SOURCE:
---------------

Post-apocalyptic stories have been around for ages -- since the Bible's own last chapter, "Revelations". When it wasn't an alien race deciding to take over our planet for their own purposes of blind conquer in H. G. Wells "War of the Worlds" it was the world turned upside down by the sudden mutation of humankind into vampires, as in Richard Matheson's "I Am Legend." Until the reality of Hiroshima, Nagasaki, and the mega-powers of the world experimenting with nuclear energy harnessed as the means of mass annihilation took force in the 1940s, science-fiction was little more than tales about Moon colonies, Martian cities, space adventures in other worlds and time travel. Robert A. Heinlein, one of the front-runners of social science fiction, was already writing stories around 1940 based on the potential for human extinction through nuclear warfare. His short story "The Year of the Jackpot" which appeared in 1952 and was part of an anthology called "The Menace from Earth" tackled the destruction of the Earth by nuclear warheads and is one of the most gripping stories of mankind's need for survival even when the odds are against it. The last paragraphs, where the man and the woman await their final end as the Sun sets, is haunting.

THE WORLD, THE FLESH, AND THE DEVIL might as well have been a sequel to "The Year of the Jackpot" told by the points of view of the survivors of this horrific nuclear attack that has destroyed the Earth on a global level. The first half hour is an extended silent film where images of a desolate land prevail as the main character, Ralph (played by Harry Belafonte), emerges from the mine where he's been trapped and finds an overpowering, endless sea of a world where time has frozen and no one is to be found. His slow approach to the truth of the matter is gut-wrenching in its vapid horror -- seeing even little things, like an abandoned umbrella or an empty house. It recalls a much later movie about a different, but equally lethal situation in 28 DAYS LATER... as Cillian Murphy walks among the wreck of a deserted London, unaware he's not alone.

But Ralph thinks he is alone. Arriving at New York in a progressive sequence of images is a knot of foreboding, quiet menace. It seems, at times, he must have fallen through a worm-hole and into a mirror image of the city. Enclosed in darkness, it looms at him so menacingly there is the feeling he would be better off doing an about-face and going elsewhere. The camera tracks his progress, making sure we know just how small he is in a sea of skyscrapers with not a single human in them. Once he discovers the truth, Belafonte's face is completely revealing in its anguish that can only express itself through his luminous face, haunted eyes, and single tear rolling down the side of his face. It's here he decides he must make do as the Last Man on Earth, trying not to lose his sanity when apparently, being sane is now as frightening as being alone.

---------------

GOAL: Summarize the passage above on post-apocalyptic stories in two sentences.

---------------

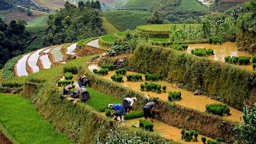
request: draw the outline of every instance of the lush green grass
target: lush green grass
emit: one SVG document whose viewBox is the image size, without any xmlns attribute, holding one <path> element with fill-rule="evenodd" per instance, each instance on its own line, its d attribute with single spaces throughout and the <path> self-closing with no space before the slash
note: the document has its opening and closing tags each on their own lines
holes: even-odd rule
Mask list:
<svg viewBox="0 0 256 144">
<path fill-rule="evenodd" d="M 87 88 L 90 93 L 91 98 L 86 102 L 96 111 L 103 112 L 108 108 L 109 104 L 122 104 L 121 100 L 117 99 L 110 96 L 105 95 L 90 88 Z"/>
<path fill-rule="evenodd" d="M 171 28 L 176 24 L 148 24 L 139 26 L 137 29 L 141 32 L 171 32 Z M 176 24 L 176 29 L 182 28 L 184 24 Z M 186 24 L 185 26 L 191 26 L 194 28 L 200 26 L 200 24 Z"/>
<path fill-rule="evenodd" d="M 152 16 L 148 12 L 112 11 L 104 13 L 108 20 L 121 31 L 133 30 L 138 25 L 148 24 L 147 19 Z"/>
<path fill-rule="evenodd" d="M 130 0 L 125 4 L 128 9 L 148 9 L 157 0 Z M 124 8 L 122 6 L 123 8 Z"/>
<path fill-rule="evenodd" d="M 49 15 L 49 14 L 44 15 L 36 19 L 28 21 L 27 22 L 27 25 L 26 26 L 28 27 L 46 27 L 47 26 L 47 21 L 48 19 L 48 16 Z"/>
<path fill-rule="evenodd" d="M 103 28 L 107 31 L 107 33 L 108 34 L 116 33 L 120 32 L 114 25 L 110 23 L 105 16 L 103 15 L 101 16 L 102 20 L 102 24 Z"/>
<path fill-rule="evenodd" d="M 104 36 L 101 37 L 102 40 L 109 43 L 114 42 L 114 34 Z"/>
<path fill-rule="evenodd" d="M 20 95 L 0 94 L 0 122 L 22 144 L 71 143 Z"/>
</svg>

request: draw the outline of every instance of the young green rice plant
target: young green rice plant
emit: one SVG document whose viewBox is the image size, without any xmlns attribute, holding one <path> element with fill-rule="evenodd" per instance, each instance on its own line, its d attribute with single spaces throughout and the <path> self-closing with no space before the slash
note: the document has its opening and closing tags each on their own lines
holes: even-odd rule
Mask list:
<svg viewBox="0 0 256 144">
<path fill-rule="evenodd" d="M 224 113 L 227 113 L 228 115 L 230 115 L 230 108 L 225 104 L 206 104 L 205 108 L 206 112 L 214 115 L 222 116 Z"/>
<path fill-rule="evenodd" d="M 168 100 L 170 101 L 179 101 L 181 100 L 181 92 L 169 92 L 168 95 Z"/>
<path fill-rule="evenodd" d="M 119 83 L 124 82 L 124 80 L 123 80 L 123 75 L 121 74 L 115 74 L 111 76 L 111 79 L 113 81 Z"/>
<path fill-rule="evenodd" d="M 126 113 L 124 117 L 125 120 L 130 120 L 141 117 L 144 115 L 143 111 L 133 111 Z"/>
<path fill-rule="evenodd" d="M 116 71 L 116 74 L 125 75 L 126 74 L 126 69 L 125 68 L 119 68 Z"/>
<path fill-rule="evenodd" d="M 144 84 L 143 84 L 143 83 L 140 84 L 140 91 L 141 91 L 141 92 L 144 92 L 145 91 L 144 88 L 145 85 Z"/>
<path fill-rule="evenodd" d="M 71 72 L 67 72 L 64 74 L 65 79 L 66 80 L 72 80 L 73 78 L 73 74 Z"/>
<path fill-rule="evenodd" d="M 256 63 L 256 56 L 252 56 L 252 63 Z"/>
<path fill-rule="evenodd" d="M 180 133 L 181 134 L 181 140 L 185 139 L 185 135 L 184 135 L 186 132 L 186 130 L 184 129 L 182 129 L 181 131 L 180 131 Z"/>
<path fill-rule="evenodd" d="M 115 66 L 113 64 L 103 64 L 100 66 L 102 68 L 108 68 L 109 71 L 112 71 L 114 70 Z"/>
<path fill-rule="evenodd" d="M 252 70 L 255 70 L 256 68 L 256 64 L 252 64 Z"/>
<path fill-rule="evenodd" d="M 162 91 L 161 90 L 161 85 L 157 84 L 156 86 L 156 94 L 160 94 L 162 93 Z"/>
<path fill-rule="evenodd" d="M 198 132 L 194 132 L 194 137 L 195 137 L 195 138 L 194 140 L 193 140 L 193 142 L 197 142 L 198 141 L 198 140 L 197 140 L 197 137 L 198 137 Z"/>
<path fill-rule="evenodd" d="M 146 80 L 155 81 L 161 80 L 162 76 L 155 73 L 147 73 L 145 75 L 145 78 Z"/>
<path fill-rule="evenodd" d="M 165 93 L 166 92 L 166 88 L 167 88 L 167 87 L 166 85 L 163 85 L 162 87 L 162 88 L 163 88 L 163 92 L 164 93 Z"/>
<path fill-rule="evenodd" d="M 188 132 L 185 132 L 184 139 L 185 142 L 190 142 L 191 139 L 190 139 L 190 136 L 189 136 L 189 133 Z"/>
<path fill-rule="evenodd" d="M 201 140 L 202 141 L 202 142 L 203 142 L 203 143 L 204 144 L 206 144 L 206 138 L 204 136 L 202 136 L 201 138 Z"/>
<path fill-rule="evenodd" d="M 146 120 L 140 120 L 139 122 L 140 122 L 140 128 L 144 128 L 146 130 L 148 130 L 150 132 L 154 132 L 154 130 L 153 129 L 154 125 L 151 121 Z"/>
</svg>

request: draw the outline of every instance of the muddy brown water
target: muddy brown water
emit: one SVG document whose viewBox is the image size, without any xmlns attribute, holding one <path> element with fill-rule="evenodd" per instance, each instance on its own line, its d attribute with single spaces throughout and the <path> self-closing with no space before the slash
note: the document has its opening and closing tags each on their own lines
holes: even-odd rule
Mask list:
<svg viewBox="0 0 256 144">
<path fill-rule="evenodd" d="M 144 81 L 145 80 L 145 76 L 144 74 L 132 72 L 127 72 L 127 74 L 139 74 L 142 75 L 143 79 Z M 111 77 L 112 76 L 115 74 L 115 71 L 112 71 L 108 72 L 108 74 L 105 76 L 102 76 L 103 78 L 105 79 L 111 80 Z M 166 93 L 162 93 L 161 94 L 157 94 L 155 92 L 141 92 L 140 89 L 140 85 L 142 82 L 127 82 L 127 79 L 126 76 L 124 76 L 123 80 L 124 82 L 120 83 L 120 84 L 132 88 L 138 92 L 141 92 L 144 94 L 147 94 L 149 96 L 154 97 L 157 97 L 163 100 L 168 100 L 168 92 L 181 92 L 181 97 L 182 99 L 180 101 L 175 101 L 176 104 L 182 105 L 183 106 L 192 108 L 194 109 L 199 110 L 200 111 L 204 112 L 205 112 L 205 104 L 211 104 L 214 103 L 222 104 L 223 103 L 220 102 L 218 100 L 211 99 L 210 97 L 204 96 L 194 96 L 193 92 L 188 91 L 185 89 L 182 88 L 174 88 L 173 84 L 172 84 L 169 83 L 165 81 L 158 81 L 155 83 L 161 84 L 161 85 L 166 85 L 167 87 L 166 89 Z M 242 114 L 243 112 L 236 109 L 235 109 L 231 106 L 230 108 L 230 113 L 231 115 L 227 116 L 224 115 L 223 117 L 227 120 L 230 120 L 236 121 L 240 121 L 240 116 Z"/>
<path fill-rule="evenodd" d="M 189 44 L 187 52 L 188 53 L 191 53 L 191 50 L 192 49 L 203 48 L 206 49 L 211 48 L 214 51 L 214 55 L 208 56 L 208 58 L 212 60 L 215 60 L 223 62 L 225 62 L 225 57 L 228 56 L 252 56 L 248 52 L 239 51 L 235 44 L 232 42 L 225 42 L 221 45 L 213 45 L 208 44 Z M 252 64 L 239 65 L 239 67 L 248 70 L 252 70 Z"/>
</svg>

---------------

ANSWER TO THE EXERCISE: The passage traces post-apocalyptic fiction from early tales to nuclear-age science fiction such as Robert A. Heinlein's "The Year of the Jackpot," which appeared in 1952. It then presents THE WORLD, THE FLESH, AND THE DEVIL as a film that might as well be that story's sequel, in which Ralph (played by Harry Belafonte) emerges from a mine into a deserted world, reaches an empty New York, and decides to make do as the Last Man on Earth while trying not to lose his sanity.